Exercise
Please rescale the material below, starting with the line that contains "Challenge round — find the necktie" and going on through the line that contains "[148,176,167,184]", both included: write each of those lines out again, requests too, with every bounding box coordinate in the answers multiplied by 1.2 and rounded to a whole number, halves up. Give only those lines.

Exercise material
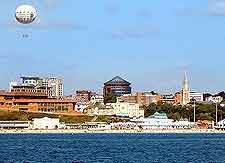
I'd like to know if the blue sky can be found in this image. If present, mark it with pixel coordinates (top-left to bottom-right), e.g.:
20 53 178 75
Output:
0 0 225 94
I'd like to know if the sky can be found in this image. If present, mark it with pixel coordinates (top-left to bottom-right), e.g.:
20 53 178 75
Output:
0 0 225 94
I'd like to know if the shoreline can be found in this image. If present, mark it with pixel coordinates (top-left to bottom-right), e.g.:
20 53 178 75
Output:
0 129 225 134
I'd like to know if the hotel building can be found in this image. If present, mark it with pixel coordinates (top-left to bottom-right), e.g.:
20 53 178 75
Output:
0 91 80 115
103 76 131 96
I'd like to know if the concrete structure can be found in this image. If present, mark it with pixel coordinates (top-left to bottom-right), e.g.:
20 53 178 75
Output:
120 92 161 106
103 76 131 96
75 102 88 113
214 120 225 130
0 121 30 129
107 99 144 118
190 92 204 102
10 77 63 98
181 72 190 105
130 112 194 129
21 76 42 86
10 85 50 98
91 94 104 104
205 96 223 103
32 117 60 129
160 94 175 105
75 90 92 102
42 77 63 99
0 92 79 115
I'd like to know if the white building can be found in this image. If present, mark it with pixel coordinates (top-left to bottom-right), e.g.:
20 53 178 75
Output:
43 77 63 98
32 117 60 129
130 112 194 129
75 102 88 113
9 82 18 92
215 120 225 129
91 95 104 104
107 99 144 118
205 96 223 103
21 76 42 86
190 92 204 102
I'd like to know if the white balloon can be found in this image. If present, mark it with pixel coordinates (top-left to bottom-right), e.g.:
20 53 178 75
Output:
15 5 37 24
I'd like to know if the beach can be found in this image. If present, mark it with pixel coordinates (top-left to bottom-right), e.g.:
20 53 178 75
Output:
0 129 225 134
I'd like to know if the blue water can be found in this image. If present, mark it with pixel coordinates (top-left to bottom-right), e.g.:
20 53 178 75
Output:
0 134 225 163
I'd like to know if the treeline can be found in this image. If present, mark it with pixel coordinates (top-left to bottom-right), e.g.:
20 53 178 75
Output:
143 104 225 121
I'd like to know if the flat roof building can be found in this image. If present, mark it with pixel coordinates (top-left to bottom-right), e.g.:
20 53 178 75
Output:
103 76 131 96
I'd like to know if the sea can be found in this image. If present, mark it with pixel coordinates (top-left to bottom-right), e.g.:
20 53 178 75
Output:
0 134 225 163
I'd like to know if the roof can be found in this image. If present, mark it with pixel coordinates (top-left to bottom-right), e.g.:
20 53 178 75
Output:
104 76 131 85
20 76 41 80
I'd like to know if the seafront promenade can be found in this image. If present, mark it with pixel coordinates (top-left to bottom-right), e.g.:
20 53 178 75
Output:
0 129 225 134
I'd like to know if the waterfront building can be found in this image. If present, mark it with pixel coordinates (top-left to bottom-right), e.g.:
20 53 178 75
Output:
21 76 42 86
190 92 204 102
91 94 104 104
9 76 63 98
120 92 161 106
181 72 190 105
205 96 223 103
106 98 144 118
130 112 194 129
32 117 60 129
75 102 88 113
75 90 92 102
160 94 175 105
42 77 63 99
103 76 131 96
10 85 50 98
214 120 225 130
0 121 30 129
0 91 80 115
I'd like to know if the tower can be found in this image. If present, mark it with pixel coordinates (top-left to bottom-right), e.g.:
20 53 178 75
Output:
181 72 190 105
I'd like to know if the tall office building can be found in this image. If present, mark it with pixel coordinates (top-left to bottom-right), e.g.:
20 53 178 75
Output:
103 76 131 96
181 72 190 105
42 77 63 98
9 76 63 98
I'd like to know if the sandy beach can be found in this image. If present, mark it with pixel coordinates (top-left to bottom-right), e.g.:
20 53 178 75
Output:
0 129 225 134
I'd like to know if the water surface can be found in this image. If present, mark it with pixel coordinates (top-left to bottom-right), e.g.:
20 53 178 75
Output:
0 134 225 163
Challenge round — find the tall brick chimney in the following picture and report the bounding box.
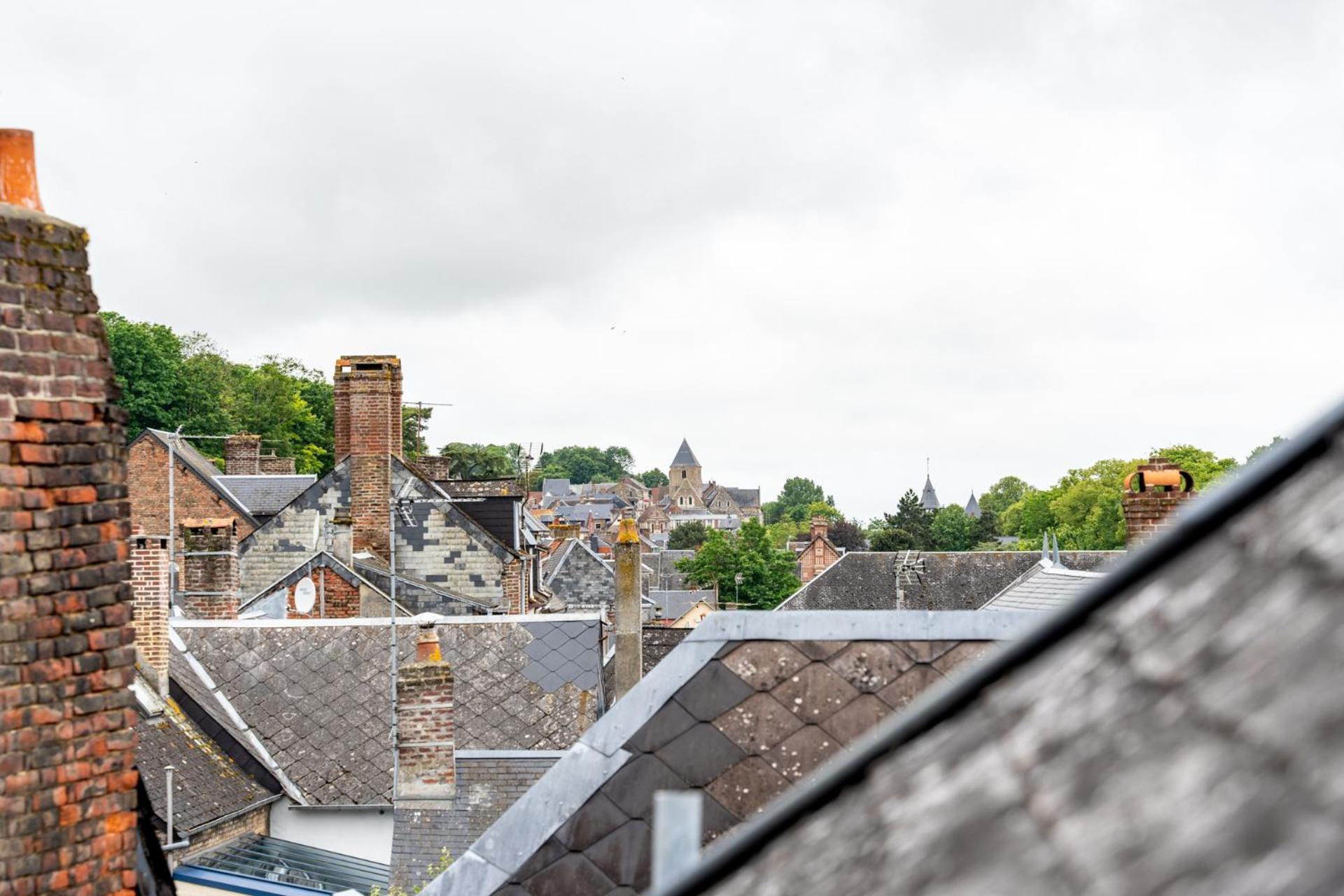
[177,516,239,620]
[1124,456,1195,548]
[130,533,169,696]
[0,129,137,896]
[396,623,457,801]
[333,355,402,557]
[225,433,260,475]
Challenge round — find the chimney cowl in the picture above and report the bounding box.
[0,127,43,211]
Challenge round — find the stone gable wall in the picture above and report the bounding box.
[0,206,137,896]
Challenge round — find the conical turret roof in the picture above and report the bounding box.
[919,475,942,510]
[672,440,700,466]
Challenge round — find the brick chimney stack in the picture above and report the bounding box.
[177,516,239,620]
[333,355,402,557]
[1124,456,1195,548]
[225,433,260,475]
[396,622,457,802]
[130,533,169,696]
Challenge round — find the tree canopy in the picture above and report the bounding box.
[438,442,523,479]
[668,520,708,551]
[532,444,634,485]
[102,312,335,474]
[678,520,801,610]
[761,475,836,524]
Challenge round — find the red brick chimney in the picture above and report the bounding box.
[396,623,457,801]
[130,533,169,696]
[1124,456,1195,548]
[225,433,260,475]
[177,516,239,620]
[333,355,402,557]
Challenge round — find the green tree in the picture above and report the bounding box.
[761,475,834,523]
[1246,435,1287,465]
[977,475,1031,526]
[438,442,523,479]
[668,520,708,551]
[637,470,668,489]
[678,520,799,610]
[535,444,634,485]
[827,517,868,551]
[868,489,932,551]
[1153,444,1238,491]
[929,504,980,551]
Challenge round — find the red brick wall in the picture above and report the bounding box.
[288,567,360,620]
[130,535,168,694]
[225,433,260,475]
[126,435,253,551]
[177,519,239,620]
[333,355,402,557]
[396,645,456,799]
[0,204,136,896]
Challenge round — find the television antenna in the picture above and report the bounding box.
[891,551,929,610]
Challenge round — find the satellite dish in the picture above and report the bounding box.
[294,579,317,612]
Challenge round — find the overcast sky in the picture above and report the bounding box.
[0,0,1344,519]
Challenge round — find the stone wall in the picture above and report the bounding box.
[0,206,136,896]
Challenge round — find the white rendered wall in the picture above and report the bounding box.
[270,799,393,865]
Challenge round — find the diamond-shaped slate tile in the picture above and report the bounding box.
[878,664,945,709]
[827,640,914,693]
[654,722,745,788]
[771,662,859,722]
[526,853,615,896]
[714,693,802,754]
[704,756,789,818]
[625,700,695,752]
[723,640,808,690]
[762,725,841,780]
[821,693,891,747]
[555,792,630,852]
[599,754,687,820]
[676,659,752,722]
[583,821,653,889]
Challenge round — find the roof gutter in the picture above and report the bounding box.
[649,402,1344,896]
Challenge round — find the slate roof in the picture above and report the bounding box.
[649,589,719,620]
[659,406,1344,896]
[776,551,1125,611]
[215,475,317,516]
[672,440,700,466]
[421,611,1040,896]
[980,557,1105,610]
[391,750,563,892]
[136,701,277,836]
[171,615,601,805]
[133,430,257,526]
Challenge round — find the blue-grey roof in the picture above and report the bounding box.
[215,474,317,516]
[672,440,700,466]
[980,557,1105,610]
[174,834,388,896]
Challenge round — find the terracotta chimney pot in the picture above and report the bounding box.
[0,127,42,211]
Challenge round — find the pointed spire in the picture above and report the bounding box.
[919,473,942,510]
[672,438,700,466]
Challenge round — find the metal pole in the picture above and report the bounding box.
[168,426,181,610]
[164,766,175,844]
[387,505,399,795]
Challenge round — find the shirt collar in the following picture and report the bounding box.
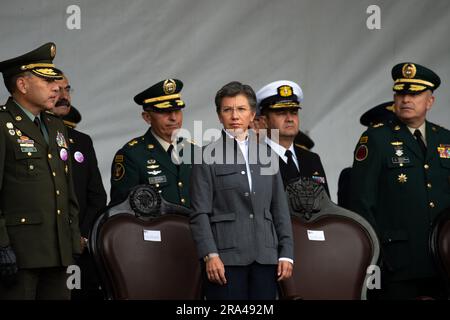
[223,129,248,145]
[408,122,427,141]
[14,100,42,122]
[150,128,175,151]
[265,136,297,159]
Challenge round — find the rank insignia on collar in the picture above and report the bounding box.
[147,170,162,176]
[438,144,450,159]
[56,131,67,148]
[398,173,408,183]
[113,162,125,181]
[359,136,369,144]
[355,144,369,161]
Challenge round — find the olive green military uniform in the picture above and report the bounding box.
[111,129,193,207]
[351,121,450,280]
[0,43,81,299]
[111,79,194,207]
[350,62,450,299]
[0,99,81,296]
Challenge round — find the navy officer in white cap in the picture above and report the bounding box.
[256,80,329,194]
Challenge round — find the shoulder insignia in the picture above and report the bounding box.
[359,136,369,144]
[128,139,138,147]
[186,139,197,146]
[294,143,309,151]
[45,110,58,117]
[355,144,369,161]
[113,162,125,181]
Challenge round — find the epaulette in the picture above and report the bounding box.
[372,122,384,128]
[127,138,139,147]
[186,139,198,146]
[45,110,60,119]
[295,143,309,151]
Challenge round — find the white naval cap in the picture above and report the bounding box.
[256,80,303,111]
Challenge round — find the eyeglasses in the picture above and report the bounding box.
[59,86,73,93]
[221,107,250,114]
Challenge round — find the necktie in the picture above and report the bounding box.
[34,117,44,136]
[284,150,299,184]
[414,129,427,157]
[167,144,173,160]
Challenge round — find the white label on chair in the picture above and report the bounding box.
[308,230,325,241]
[144,230,161,242]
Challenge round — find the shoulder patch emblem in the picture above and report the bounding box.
[355,144,369,161]
[113,162,125,181]
[128,140,138,147]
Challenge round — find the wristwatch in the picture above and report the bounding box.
[203,253,219,262]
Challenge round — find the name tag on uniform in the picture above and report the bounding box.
[20,147,37,153]
[392,157,410,164]
[311,176,325,184]
[438,144,450,159]
[148,176,167,184]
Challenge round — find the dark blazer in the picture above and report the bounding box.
[67,127,106,238]
[0,98,81,268]
[191,133,293,266]
[294,144,330,196]
[111,128,193,207]
[350,121,450,280]
[270,144,330,196]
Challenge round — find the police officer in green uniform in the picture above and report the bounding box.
[0,43,81,299]
[350,62,450,299]
[111,79,193,207]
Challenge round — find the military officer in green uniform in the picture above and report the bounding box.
[0,43,81,299]
[350,63,450,299]
[111,79,192,207]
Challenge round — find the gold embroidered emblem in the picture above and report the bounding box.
[163,79,177,94]
[398,173,408,183]
[278,86,292,97]
[402,63,417,79]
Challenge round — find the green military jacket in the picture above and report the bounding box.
[111,129,193,207]
[0,98,81,268]
[350,120,450,281]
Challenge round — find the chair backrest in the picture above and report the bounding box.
[280,178,380,300]
[89,186,201,300]
[430,208,450,297]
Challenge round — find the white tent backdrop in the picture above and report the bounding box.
[0,0,450,200]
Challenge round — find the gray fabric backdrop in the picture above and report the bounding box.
[0,0,450,200]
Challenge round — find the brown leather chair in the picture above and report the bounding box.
[430,208,450,298]
[89,185,201,300]
[280,178,380,300]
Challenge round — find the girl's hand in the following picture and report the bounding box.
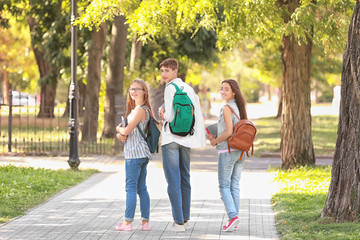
[116,133,127,143]
[206,133,215,141]
[210,138,217,147]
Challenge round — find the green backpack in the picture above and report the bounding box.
[170,83,195,136]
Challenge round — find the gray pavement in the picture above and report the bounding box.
[0,146,331,240]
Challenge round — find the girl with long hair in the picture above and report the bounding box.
[116,79,153,231]
[207,79,247,231]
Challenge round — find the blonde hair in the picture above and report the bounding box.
[125,78,154,117]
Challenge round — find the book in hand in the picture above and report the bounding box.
[206,123,217,137]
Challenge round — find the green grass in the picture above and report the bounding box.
[0,165,97,223]
[272,166,360,240]
[254,116,339,157]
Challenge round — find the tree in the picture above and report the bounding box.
[122,0,352,168]
[103,15,127,138]
[0,17,39,101]
[81,23,107,142]
[321,0,360,222]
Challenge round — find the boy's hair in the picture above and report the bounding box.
[160,58,179,70]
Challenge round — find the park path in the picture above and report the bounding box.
[0,142,280,240]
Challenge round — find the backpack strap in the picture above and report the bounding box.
[136,106,150,141]
[227,104,254,158]
[226,104,241,120]
[170,83,180,92]
[226,104,243,154]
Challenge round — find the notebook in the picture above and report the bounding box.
[206,123,217,137]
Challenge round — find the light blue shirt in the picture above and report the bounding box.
[124,106,152,159]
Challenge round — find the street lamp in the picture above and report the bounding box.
[68,0,80,170]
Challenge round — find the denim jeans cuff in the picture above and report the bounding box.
[125,217,134,222]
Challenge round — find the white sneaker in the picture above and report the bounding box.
[184,221,190,229]
[169,222,185,232]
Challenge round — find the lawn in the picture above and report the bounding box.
[272,166,360,240]
[0,165,97,223]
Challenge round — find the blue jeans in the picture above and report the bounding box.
[125,158,150,222]
[161,142,191,224]
[218,151,246,220]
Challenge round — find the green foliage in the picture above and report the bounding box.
[254,116,339,157]
[0,165,97,223]
[0,16,39,93]
[272,166,360,240]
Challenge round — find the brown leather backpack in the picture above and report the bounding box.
[228,105,257,160]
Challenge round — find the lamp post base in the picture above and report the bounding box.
[68,157,80,171]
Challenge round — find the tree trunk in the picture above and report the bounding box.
[38,84,56,118]
[280,33,315,169]
[63,79,86,117]
[280,0,315,169]
[275,87,282,119]
[130,34,142,71]
[321,1,360,222]
[81,23,106,142]
[103,16,127,138]
[27,17,57,118]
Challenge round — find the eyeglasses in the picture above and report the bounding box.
[129,88,144,92]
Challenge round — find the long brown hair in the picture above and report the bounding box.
[222,79,247,119]
[125,79,154,117]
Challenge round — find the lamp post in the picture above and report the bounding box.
[68,0,80,170]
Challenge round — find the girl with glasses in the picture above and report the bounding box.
[115,79,153,231]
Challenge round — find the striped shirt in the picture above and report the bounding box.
[124,106,152,159]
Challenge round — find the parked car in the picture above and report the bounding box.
[11,91,36,107]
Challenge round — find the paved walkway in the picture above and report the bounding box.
[0,146,334,240]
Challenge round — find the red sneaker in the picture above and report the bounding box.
[223,217,240,232]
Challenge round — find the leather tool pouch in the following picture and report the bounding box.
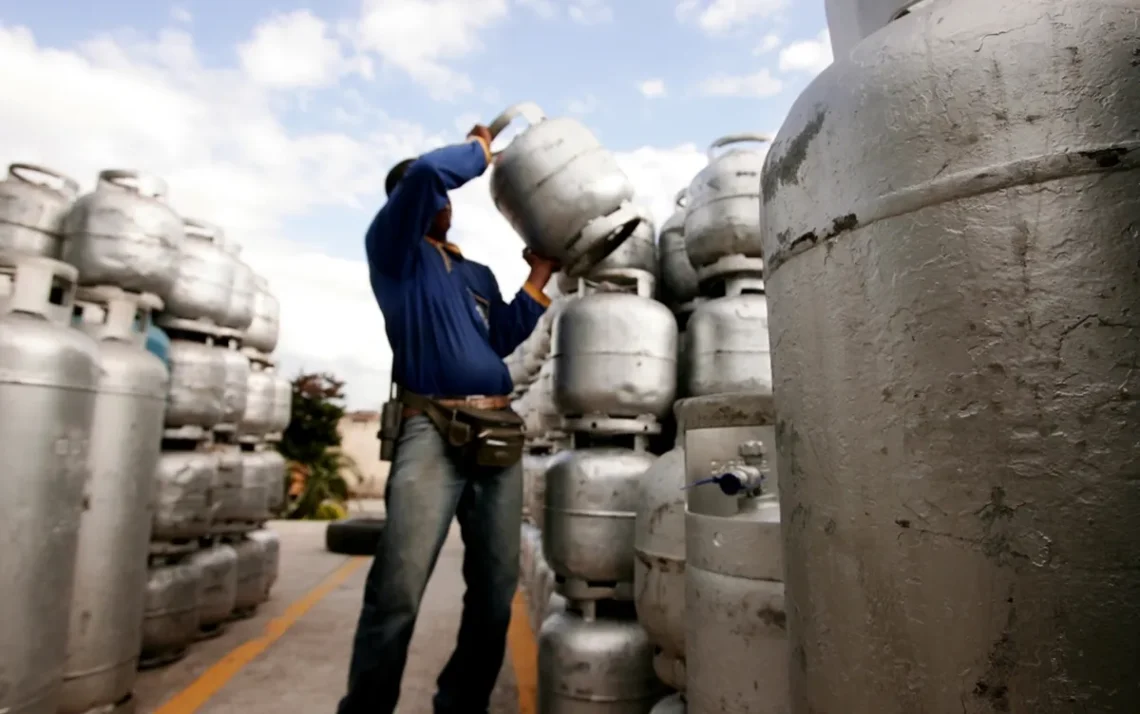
[404,392,524,469]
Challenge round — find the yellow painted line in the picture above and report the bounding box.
[510,587,538,714]
[154,558,367,714]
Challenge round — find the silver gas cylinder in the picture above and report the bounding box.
[547,211,659,294]
[166,330,227,429]
[269,370,293,433]
[538,601,665,714]
[150,444,219,543]
[222,241,257,331]
[552,271,677,417]
[0,163,79,259]
[543,437,656,600]
[657,188,699,305]
[676,392,790,714]
[139,558,202,668]
[235,446,269,524]
[261,445,285,516]
[214,341,250,425]
[490,103,642,276]
[823,0,928,59]
[63,169,185,300]
[165,218,235,325]
[0,257,101,714]
[634,445,686,690]
[210,443,249,533]
[685,133,771,271]
[237,359,277,436]
[681,275,772,397]
[242,275,280,355]
[59,287,169,714]
[231,538,266,616]
[189,543,237,636]
[249,528,282,602]
[764,0,1140,714]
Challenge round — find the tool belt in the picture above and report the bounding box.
[400,391,524,468]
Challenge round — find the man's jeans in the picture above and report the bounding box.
[337,416,522,714]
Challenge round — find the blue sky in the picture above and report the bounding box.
[0,0,830,406]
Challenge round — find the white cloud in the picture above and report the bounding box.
[170,5,194,25]
[637,79,665,99]
[676,0,789,34]
[701,70,783,98]
[344,0,507,99]
[238,10,372,89]
[780,30,833,75]
[752,32,780,55]
[0,18,703,408]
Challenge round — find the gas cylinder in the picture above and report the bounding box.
[0,257,101,714]
[764,0,1140,714]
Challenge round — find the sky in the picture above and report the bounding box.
[0,0,831,409]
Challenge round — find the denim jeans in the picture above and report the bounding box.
[337,416,522,714]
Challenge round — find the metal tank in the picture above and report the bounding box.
[0,163,79,261]
[59,287,169,714]
[249,528,282,601]
[221,241,257,331]
[681,275,772,397]
[538,601,665,714]
[237,360,277,436]
[165,218,235,325]
[547,213,659,294]
[676,392,790,714]
[490,103,642,276]
[242,275,280,355]
[552,272,677,417]
[139,559,202,670]
[231,538,266,617]
[634,446,686,690]
[189,544,237,636]
[214,343,250,425]
[63,169,185,300]
[685,133,772,271]
[0,258,100,714]
[657,188,699,305]
[764,0,1140,714]
[210,444,246,533]
[166,331,227,429]
[150,451,218,543]
[543,443,656,600]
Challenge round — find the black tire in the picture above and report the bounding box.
[325,518,384,555]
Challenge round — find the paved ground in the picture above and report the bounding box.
[135,510,524,714]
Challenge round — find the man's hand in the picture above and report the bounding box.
[522,248,562,289]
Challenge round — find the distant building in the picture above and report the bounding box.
[337,412,389,498]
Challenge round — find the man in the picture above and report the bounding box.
[339,127,557,714]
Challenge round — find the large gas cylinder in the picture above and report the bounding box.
[634,446,686,690]
[685,133,771,270]
[59,286,169,714]
[681,271,772,397]
[0,257,100,714]
[0,163,79,260]
[658,188,699,306]
[150,449,218,543]
[538,601,665,714]
[543,447,654,599]
[676,392,789,714]
[490,104,642,276]
[63,169,185,300]
[242,275,280,355]
[764,0,1140,714]
[552,271,677,417]
[165,218,235,325]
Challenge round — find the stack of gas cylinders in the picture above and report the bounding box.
[0,164,291,714]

Answer to this problem
Challenge round — find the necktie in the picture above and report the bounding box.
[41,140,53,163]
[341,180,359,221]
[497,155,512,188]
[200,173,208,192]
Challenge round — find the white label on chair in the picture above and report the bounding box.
[370,276,390,289]
[173,276,193,290]
Challenge round — find the shoulder patch emblem in the picture above and report the bounding box.
[426,173,443,193]
[136,194,150,217]
[154,168,166,176]
Challenge round — find the wristwatch in the picture above and report the bounding box.
[244,304,263,314]
Challenge round — find the name tag on uniform in the picture above and report the bounding box.
[24,176,44,184]
[470,188,492,197]
[373,211,390,221]
[526,173,540,191]
[178,211,200,221]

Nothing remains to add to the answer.